*Directive*:
In the book summary below, where did Erin Meyer become interested in cultural differences?

*Selected passage*:
The Culture Map
7 min read ⌚
Breaking Through the Invisible Boundaries of Global Business: How People Think, Lead, and Get Things Done
Some time ago, business went global.
Culture, however, didn’t.
Erin Meyer’ “The Culture Map” is your guide to effortlessly transcend the cultural barriers and acquire the much-needed skills to “decode cultures foreign to your own.”
Who Should Read “The Culture Map”? And Why?
It’s only common knowledge that cultures significantly differ from each other and what’s complimentary or conventional in one may be rude and eccentric in another.
If you are a business executive, failing to address this issue may cost you deals worth millions of dollars.
However, even though “The Culture Map” is explicitly written for leaders of international teams who want to rise above cultural clashes in the workplace, Erin Meyer’s exceptional book may help anyone who wants to improve his or her communications skills as well.
About Erin Meyer
Erin Meyer is a Minnesota-born American author and a professor of Cross-Cultural Management at INSEAD in Paris, where she currently lives with her husband and two sons.
She developed her interest in cultural differences while volunteering for Peace Corps in Botswana. Before moving to Paris, Meyer also worked at McKesson, HBOC, and Aperian Global.
In 2013 “Business Inc.” selected her as one of the ten best business school professors worldwide. “The Culture Map” – her only book so far – was published the following year and was met with wide critical acclaim.
In 2017, Meyer was selected as one of the most influential thinkers worldwide by both “Thinkers50” and “HR Magazine.”

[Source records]
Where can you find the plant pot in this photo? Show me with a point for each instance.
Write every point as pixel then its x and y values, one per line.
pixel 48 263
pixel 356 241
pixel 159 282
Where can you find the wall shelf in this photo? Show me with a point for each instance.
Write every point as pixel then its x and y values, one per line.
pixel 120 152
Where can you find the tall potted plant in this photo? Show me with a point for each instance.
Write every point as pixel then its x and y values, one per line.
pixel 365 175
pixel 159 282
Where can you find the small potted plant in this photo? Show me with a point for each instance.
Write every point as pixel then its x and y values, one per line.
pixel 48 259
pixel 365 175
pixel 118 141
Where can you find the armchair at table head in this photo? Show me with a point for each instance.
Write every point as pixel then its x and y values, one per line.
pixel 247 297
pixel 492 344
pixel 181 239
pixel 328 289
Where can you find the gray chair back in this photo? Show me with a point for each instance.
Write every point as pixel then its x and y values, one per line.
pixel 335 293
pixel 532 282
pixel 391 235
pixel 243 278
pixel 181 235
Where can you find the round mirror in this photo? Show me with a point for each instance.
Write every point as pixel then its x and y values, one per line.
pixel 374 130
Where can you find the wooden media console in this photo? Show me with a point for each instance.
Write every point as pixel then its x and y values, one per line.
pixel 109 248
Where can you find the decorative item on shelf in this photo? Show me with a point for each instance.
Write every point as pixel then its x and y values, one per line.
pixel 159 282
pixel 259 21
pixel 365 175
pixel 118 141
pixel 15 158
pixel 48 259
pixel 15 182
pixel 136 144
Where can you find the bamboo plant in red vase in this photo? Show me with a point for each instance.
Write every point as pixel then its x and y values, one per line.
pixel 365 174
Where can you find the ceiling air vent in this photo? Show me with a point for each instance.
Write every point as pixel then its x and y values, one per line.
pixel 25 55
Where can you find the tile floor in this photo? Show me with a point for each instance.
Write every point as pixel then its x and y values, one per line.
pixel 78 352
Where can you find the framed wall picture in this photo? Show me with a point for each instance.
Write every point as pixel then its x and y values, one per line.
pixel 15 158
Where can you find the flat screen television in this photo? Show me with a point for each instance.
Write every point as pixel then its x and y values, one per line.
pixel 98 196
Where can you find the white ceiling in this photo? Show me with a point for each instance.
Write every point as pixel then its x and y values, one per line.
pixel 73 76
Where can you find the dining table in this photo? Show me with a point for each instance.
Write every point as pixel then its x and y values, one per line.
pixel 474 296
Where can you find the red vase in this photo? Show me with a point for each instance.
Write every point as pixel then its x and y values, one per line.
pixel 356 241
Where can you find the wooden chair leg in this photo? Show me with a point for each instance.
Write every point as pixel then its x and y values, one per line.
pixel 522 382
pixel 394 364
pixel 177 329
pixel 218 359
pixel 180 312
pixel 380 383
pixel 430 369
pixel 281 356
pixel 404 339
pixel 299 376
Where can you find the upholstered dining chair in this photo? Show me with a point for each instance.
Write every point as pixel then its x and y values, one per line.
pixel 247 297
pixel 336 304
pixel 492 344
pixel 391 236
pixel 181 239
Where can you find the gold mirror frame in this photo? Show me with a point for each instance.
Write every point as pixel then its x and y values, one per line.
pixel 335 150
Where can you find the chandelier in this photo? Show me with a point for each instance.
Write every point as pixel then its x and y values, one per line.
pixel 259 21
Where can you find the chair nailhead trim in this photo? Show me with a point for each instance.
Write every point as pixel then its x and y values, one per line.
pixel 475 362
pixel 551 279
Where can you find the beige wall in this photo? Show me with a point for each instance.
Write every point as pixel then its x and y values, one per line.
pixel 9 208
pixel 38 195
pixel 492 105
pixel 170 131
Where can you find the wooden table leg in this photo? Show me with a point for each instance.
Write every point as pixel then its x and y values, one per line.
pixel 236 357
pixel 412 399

*Exercise response*:
She became interested while volunteering for Peace Corps in Botswana.